----- Page extract

Friday, 22 December 2017

Testing for carbohydrate and fat in food

Even more experiments from Elena's sexto class.  They have been testing different foods for carbohydrate (starch using iodine solution from the pharmacy) and fat (using medical alcohol).  These are the easiest food groups to test for and the students catagorised the different foods by what nutrients they contained.

 
Link to pdf: Nutrients in food teaching notes and worksheet

Measuring energy in food by Elena

More cool experiments from Elena's sexto class.  They have been burning different types of nuts and measuring how much heat energy the fire makes.  They caught the energy in a test tube of water and measured the temperature increase - you can use this to calculate the energy in the food.  Fire, test tubes and burning food and you can sneak some maths in too. 


If you have a nut alergy problem in the class you can use things like pringles crisps, bread and biscuits but they are not as easy to burn as nuts are.

Link to pdf:  Energy in food teaching notes and worksheets

Simulating digestion by Elena

Elena has been doing nutrition and digestion with sexto.  They have been using ladies tights to simulate intestines and have investigated how food passes through the intestine walls.  They did peristalsis with their hands and looked at what foods were absorbed quickly, slowly and not at all.


It looks messy and fun!
Link to pdf:  Teaching notes and worksheet

Friday, 3 November 2017

Electricity workshop

We did an electricity workshop today to explore the fantastic electric circuit equipment in the school.  I put together 7 problems using bulbs, batteries, switches and buzzers to allow the participants to work out how to put together some basic circuits for particular applications.
We did:
Series circuits,
Parallel circuits,
Motors,
Master switches,
Alarm circuits
and a Morse code transmitter.

Then we looked at some measuring activities using a houshold multimeter.
We investigated:
Conductivity of liquids,
How number of batteries affects the current,
and How number of bulbs affects the current.

We also had a very little look at electromagnets!

Here are some photos:


And here are links to the experiments that we did today:

Link to a pdf version of the problems: Electricity problems

Link to the pdf version of the individual handouts: Handouts for solving the problems

It was really fun and I hope that I gave you some ideas about how to use these great resources.  Thanks for coming.

Jenny

Measuring reflexes with sexto (by Elena)


Elena tried out the reflexes activity with her sexto class.  It is a really simple way to get the students thinking about how different parts of our bodies communicate and why these communications are not instantanious.  All you need is 30 cm rulers.
Usually this activity involves a lot of cheating (especially from competitive boys), but it is fun and it does not really matter.  Get the students to think about doing a "fair test" and sources of error (lots!).  The main focus of the activity is on data collection using a tally chart to measure frequency.  They you can get them to plot a bar chart - if they do it properly you will get a bell curve, but they probably won't which is ok.

----------
----- Data supplied

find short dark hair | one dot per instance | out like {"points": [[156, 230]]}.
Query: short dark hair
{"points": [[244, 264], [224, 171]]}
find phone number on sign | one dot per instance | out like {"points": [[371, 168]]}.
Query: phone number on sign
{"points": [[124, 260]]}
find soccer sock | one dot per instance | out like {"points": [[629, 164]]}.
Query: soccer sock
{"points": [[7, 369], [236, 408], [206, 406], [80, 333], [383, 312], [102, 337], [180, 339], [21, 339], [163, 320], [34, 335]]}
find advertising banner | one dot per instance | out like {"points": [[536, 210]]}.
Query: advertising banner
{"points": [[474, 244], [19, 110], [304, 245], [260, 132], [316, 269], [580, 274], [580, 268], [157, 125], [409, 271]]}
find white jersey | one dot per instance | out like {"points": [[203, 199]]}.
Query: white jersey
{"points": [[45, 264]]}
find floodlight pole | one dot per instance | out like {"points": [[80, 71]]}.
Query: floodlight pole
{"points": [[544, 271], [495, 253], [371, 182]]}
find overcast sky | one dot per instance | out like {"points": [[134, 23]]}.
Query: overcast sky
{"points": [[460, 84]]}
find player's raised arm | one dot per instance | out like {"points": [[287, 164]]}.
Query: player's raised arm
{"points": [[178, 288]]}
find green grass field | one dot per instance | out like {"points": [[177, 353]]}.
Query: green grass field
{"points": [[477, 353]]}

----------

The task:
Reproduce the passage of the science blog above word for word, starting at "If you have" and ending at "not at all.".

Exercise solution:
If you have a nut alergy problem in the class you can use things like pringles crisps, bread and biscuits but they are not as easy to burn as nuts are.

Link to pdf:  Energy in food teaching notes and worksheets

Simulating digestion by Elena

Elena has been doing nutrition and digestion with sexto.  They have been using ladies tights to simulate intestines and have investigated how food passes through the intestine walls.  They did peristalsis with their hands and looked at what foods were absorbed quickly, slowly and not at all.